Provided text:
**********

Keywords: bladder pain syndrome, interstitial cystitis, Hunner lesion, treatment
Bladder pain syndrome (BPS) is a chronic condition characterized pelvic pain or pressure which is perceived to be originating from the bladder, accompanied by one or more urinary symptoms, including frequency, urgency and nocturia.1 The diagnosis of BPS is clinical and can be made when a patient is suffering from these typical symptoms and any alternative diagnosis with a similar presentation has been excluded, such as urinary tract infection, neoplasia and bladder calculi. The true prevalence is difficult to define due to heterogeneity in definitions and nomenclature, but studies have estimated a prevalence of 3–7%.2,3
The precise etiology of BPS is not fully understood, and a range of pathophysiological mechanisms have been suggested. Chronic bacterial infection, defective glycosaminoglycan (GAG) layer of the bladder urothelium, inappropriate activation of mast cells in the suburothelial layer of the bladder, autoimmune-mediated mechanisms and autonomic nervous system dysfunction have all been implicated, and treatments targeted at each of these mechanisms have been developed with mixed outcomes. Furthermore, it is evident that BPS is associated with other systemic pain syndromes and somatic disorders, such as irritable bowel syndrome, chronic fatigue syndrome and fibromyalgia, and this may represent a distinct phenotype of this heterogenous condition.4
Confusion around the nomenclature for this condition has contributed to the difficulty in identifying specific phenotypes that would benefit from targeted therapy, resulting in divergent guideline recommendations worldwide.5 The terms interstitial cystitis (IC), hypersensitive bladder, chronic pelvic pain and painful bladder syndrome have all been used to describe this condition. The International Continence Society (ICS) has standardized terminology and identifies hypersensitive bladder, IC/BPS and IC with Hunner lesions as distinct phenotypes.6 IC and BPS are often used interchangeably; however, it is now understood that IC with Hunner lesions likely represents a distinctive disease process and thus needs to be treated as such.

**********

Data excerpts:

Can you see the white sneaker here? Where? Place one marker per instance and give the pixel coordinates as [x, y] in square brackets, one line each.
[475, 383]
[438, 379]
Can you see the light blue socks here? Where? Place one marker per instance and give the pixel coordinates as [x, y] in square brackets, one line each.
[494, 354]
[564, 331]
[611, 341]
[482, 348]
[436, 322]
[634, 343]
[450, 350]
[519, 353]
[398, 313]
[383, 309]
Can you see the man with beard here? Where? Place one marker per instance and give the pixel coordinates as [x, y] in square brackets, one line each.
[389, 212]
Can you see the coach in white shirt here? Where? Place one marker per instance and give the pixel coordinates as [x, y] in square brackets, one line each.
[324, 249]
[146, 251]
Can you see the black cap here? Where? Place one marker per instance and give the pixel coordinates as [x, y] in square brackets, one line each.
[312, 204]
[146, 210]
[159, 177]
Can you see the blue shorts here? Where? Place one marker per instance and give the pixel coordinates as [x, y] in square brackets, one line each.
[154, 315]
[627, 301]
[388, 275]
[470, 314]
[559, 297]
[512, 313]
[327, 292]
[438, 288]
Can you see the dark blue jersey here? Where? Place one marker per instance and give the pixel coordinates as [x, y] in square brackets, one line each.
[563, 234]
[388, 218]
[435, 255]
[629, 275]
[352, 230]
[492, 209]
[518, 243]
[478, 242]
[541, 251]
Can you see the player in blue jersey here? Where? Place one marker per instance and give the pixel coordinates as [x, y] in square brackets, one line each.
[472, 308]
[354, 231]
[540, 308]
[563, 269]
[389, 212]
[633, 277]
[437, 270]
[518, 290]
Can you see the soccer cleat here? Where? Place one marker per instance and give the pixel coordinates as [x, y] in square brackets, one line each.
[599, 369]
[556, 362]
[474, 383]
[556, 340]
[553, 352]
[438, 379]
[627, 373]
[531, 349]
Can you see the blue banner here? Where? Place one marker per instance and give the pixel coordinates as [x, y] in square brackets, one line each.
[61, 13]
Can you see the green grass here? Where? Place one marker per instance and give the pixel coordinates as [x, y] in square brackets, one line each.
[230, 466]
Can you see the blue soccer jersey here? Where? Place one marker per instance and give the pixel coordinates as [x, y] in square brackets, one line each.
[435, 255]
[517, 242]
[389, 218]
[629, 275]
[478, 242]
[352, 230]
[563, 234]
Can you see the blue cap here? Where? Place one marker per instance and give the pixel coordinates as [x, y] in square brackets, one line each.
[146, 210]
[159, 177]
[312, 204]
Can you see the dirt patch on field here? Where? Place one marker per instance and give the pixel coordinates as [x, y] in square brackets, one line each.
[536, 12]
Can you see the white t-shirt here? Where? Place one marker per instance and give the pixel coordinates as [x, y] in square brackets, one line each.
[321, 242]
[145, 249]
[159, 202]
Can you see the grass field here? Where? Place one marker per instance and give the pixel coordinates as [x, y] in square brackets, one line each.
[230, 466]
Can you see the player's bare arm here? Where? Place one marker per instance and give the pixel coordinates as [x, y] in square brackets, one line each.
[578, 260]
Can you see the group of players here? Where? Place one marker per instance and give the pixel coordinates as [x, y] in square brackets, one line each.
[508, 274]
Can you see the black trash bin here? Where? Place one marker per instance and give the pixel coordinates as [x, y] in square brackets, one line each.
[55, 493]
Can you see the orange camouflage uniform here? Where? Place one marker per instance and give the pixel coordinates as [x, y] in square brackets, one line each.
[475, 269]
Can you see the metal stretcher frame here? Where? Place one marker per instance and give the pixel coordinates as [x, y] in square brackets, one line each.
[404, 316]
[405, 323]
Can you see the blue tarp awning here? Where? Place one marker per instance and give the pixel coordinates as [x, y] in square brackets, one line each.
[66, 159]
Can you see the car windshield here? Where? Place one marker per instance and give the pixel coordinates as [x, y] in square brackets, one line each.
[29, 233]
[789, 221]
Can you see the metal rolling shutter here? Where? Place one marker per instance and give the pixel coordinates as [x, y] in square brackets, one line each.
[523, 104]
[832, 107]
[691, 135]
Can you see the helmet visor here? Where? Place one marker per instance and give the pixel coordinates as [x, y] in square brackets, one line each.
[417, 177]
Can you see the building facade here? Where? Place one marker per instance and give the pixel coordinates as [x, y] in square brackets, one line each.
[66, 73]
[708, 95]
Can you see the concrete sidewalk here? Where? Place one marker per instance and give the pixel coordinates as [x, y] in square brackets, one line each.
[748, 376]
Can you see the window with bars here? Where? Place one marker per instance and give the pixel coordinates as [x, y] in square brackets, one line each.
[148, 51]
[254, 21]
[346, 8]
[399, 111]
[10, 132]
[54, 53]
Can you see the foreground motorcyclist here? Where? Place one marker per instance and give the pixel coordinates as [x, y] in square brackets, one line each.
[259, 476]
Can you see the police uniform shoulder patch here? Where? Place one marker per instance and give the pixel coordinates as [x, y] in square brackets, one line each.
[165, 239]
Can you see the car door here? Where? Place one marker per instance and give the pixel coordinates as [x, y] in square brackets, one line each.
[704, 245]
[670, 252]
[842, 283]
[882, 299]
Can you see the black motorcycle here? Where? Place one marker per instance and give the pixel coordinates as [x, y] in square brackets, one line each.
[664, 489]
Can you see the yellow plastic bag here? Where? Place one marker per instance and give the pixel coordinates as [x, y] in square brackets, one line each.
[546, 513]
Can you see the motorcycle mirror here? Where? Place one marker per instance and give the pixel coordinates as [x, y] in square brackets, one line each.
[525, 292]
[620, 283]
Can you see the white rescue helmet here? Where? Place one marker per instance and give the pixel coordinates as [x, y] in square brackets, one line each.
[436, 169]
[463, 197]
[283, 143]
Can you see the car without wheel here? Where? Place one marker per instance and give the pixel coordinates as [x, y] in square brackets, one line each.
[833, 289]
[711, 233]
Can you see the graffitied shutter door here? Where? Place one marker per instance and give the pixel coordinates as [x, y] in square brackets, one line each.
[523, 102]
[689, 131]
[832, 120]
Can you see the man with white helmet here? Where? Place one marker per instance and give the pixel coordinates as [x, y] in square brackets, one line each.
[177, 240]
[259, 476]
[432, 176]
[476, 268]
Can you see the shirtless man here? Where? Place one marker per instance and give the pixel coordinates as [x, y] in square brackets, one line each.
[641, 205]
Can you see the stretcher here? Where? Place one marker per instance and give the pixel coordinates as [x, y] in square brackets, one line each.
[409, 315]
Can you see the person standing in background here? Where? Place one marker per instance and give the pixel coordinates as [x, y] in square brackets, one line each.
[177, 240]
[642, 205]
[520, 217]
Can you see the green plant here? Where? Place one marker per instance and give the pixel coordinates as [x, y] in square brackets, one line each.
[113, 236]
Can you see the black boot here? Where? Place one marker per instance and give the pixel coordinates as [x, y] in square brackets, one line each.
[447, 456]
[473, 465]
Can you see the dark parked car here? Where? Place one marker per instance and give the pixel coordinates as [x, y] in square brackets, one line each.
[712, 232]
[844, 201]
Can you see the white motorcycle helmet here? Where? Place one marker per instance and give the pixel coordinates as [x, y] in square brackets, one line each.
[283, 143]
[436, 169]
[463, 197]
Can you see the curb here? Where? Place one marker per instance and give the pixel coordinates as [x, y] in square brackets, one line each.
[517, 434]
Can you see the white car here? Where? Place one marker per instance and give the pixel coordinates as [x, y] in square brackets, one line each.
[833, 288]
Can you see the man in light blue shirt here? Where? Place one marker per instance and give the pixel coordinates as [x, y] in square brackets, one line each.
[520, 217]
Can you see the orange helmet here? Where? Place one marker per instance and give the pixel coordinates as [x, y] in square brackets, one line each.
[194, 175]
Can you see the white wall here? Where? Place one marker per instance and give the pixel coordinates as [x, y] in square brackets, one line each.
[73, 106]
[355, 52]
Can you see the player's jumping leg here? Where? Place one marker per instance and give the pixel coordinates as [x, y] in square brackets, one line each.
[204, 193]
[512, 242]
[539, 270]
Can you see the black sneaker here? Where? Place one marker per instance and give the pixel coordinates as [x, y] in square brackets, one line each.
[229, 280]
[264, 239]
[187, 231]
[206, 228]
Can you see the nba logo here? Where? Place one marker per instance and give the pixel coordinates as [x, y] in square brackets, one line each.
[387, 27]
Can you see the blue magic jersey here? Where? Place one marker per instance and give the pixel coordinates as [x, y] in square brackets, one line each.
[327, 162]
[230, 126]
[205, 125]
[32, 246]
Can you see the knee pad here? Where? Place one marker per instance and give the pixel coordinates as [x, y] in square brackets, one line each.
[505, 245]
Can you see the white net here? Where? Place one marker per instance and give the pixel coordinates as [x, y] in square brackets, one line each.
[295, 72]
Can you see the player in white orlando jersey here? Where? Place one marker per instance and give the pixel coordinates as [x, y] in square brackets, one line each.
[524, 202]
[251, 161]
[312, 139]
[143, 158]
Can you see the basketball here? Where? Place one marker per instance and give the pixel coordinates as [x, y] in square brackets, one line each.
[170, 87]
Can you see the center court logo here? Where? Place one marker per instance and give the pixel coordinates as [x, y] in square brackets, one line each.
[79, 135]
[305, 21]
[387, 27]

**********

Task set:
[1] Answer these about the bladder pain syndrome text:
(a) What prevalence have studies estimated for BPS?
(b) Which other systemic pain syndromes and somatic disorders does the text say BPS is associated with?
(c) Which three distinct phenotypes does the International Continence Society identify?
[2] Could you write the next part of the bladder pain syndrome text, picking up after its last sentence?

Task answers:
[1]
(a) 3–7%.
(b) Irritable bowel syndrome, chronic fatigue syndrome and fibromyalgia.
(c) Hypersensitive bladder, IC/BPS, and IC with Hunner lesions.

[2]
It is important to identify the most well-defined phenotypes of this condition in the initial evaluation so that treatments can be targeted to each aspect simultaneously, thereby improving clinical outcomes. A clinically useful and systematic approach for this evaluation is provided by the INPUT system which evaluates 5 different clinical domains in order to guide multimodal therapy – Infection, Neurologic/systemic, Psychosocial, Ulcers and Tenderness of muscles.7 Initial evaluation of patients with suspected BPS includes a thorough history and examination focussing on each of these domains. There are several validated tools that assess the severity of symptoms and response to treatment, the most commonly utilized being the O’Leary-Sant Interstitial Cystitis Symptom and Problem Index and visual analogue scale (VAS) to evaluate pain. Frequency-volume charts are recommended to assess urinary frequency and functional capacity.
Primary investigations should include urine analysis and culture, testing for sexually transmitted infections, and urine cytology in those considered to be at high risk of urothelial malignancy. Pelvic imaging should be performed if an alternative diagnosis is suspected. Cystoscopy is essential to exclude other pathology and also to aid accurate phenotyping of BPS – being able to evaluate bladder capacity and identify the presence of Hunner lesions for which targeted treatment could be offered. Patients can be classified using the International Society for the Study of BPS criteria (ESSIC) based on cystoscopic and histological.8 For this, patients are required to undergo cystoscopy with hydrodistension and biopsy, with hydrodistension often acting as a therapeutic as well as diagnostic intervention.
This review focuses on current treatment recommendations for patients with BPS and explores the evidence surrounding this. It is important that a multimodal approach targeting the biological, psychological and social aspects of the disease is initiated. It is crucial that patients are educated regarding the condition and its chronic course.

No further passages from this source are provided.